# What the task requires
Return each line of the material verbatim.
--- start ---
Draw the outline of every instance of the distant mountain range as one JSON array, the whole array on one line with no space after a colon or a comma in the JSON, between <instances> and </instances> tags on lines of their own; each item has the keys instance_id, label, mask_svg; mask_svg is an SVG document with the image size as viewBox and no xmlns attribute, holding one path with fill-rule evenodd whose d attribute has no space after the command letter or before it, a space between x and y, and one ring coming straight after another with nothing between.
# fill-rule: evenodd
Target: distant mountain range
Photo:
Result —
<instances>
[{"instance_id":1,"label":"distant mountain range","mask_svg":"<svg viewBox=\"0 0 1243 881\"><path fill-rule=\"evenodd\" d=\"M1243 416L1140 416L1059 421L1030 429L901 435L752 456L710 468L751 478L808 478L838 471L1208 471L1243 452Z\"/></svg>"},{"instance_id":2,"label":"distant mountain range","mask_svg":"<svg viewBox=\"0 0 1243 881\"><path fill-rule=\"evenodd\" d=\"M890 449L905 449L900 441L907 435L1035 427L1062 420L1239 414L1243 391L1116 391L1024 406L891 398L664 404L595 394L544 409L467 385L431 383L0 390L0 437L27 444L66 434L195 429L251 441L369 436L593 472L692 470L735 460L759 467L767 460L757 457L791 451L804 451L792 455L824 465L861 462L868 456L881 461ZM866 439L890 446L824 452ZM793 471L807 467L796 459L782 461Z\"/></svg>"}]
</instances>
--- end ---
# Solution for this task
Draw the outline of every instance of the distant mountain range as one JSON array, the whole array on one line with no space after a colon or a comma in the JSON, between <instances> and </instances> tags on lines of their own; each item has the keys instance_id, label, mask_svg; mask_svg is an SVG document with the image size as viewBox and no xmlns attribute, holding one path with fill-rule evenodd whose d attribute has no space after the command letter or before it, a space between x and y, and one ring coming straight after another with nothing between.
# fill-rule: evenodd
Target: distant mountain range
Photo:
Result —
<instances>
[{"instance_id":1,"label":"distant mountain range","mask_svg":"<svg viewBox=\"0 0 1243 881\"><path fill-rule=\"evenodd\" d=\"M1243 416L1140 416L1059 421L1030 429L901 435L752 456L710 468L751 478L808 478L838 471L1208 471L1243 452Z\"/></svg>"},{"instance_id":2,"label":"distant mountain range","mask_svg":"<svg viewBox=\"0 0 1243 881\"><path fill-rule=\"evenodd\" d=\"M890 449L905 449L900 441L907 435L1035 427L1062 420L1239 414L1243 391L1116 391L1024 406L891 398L664 404L595 394L544 409L467 385L431 383L0 390L0 437L27 444L66 434L195 429L251 441L369 436L593 472L692 470L735 460L759 467L767 460L757 457L791 451L804 451L792 455L824 465L861 462L868 456L881 461ZM866 439L890 446L824 452ZM793 471L807 467L796 459L782 461Z\"/></svg>"}]
</instances>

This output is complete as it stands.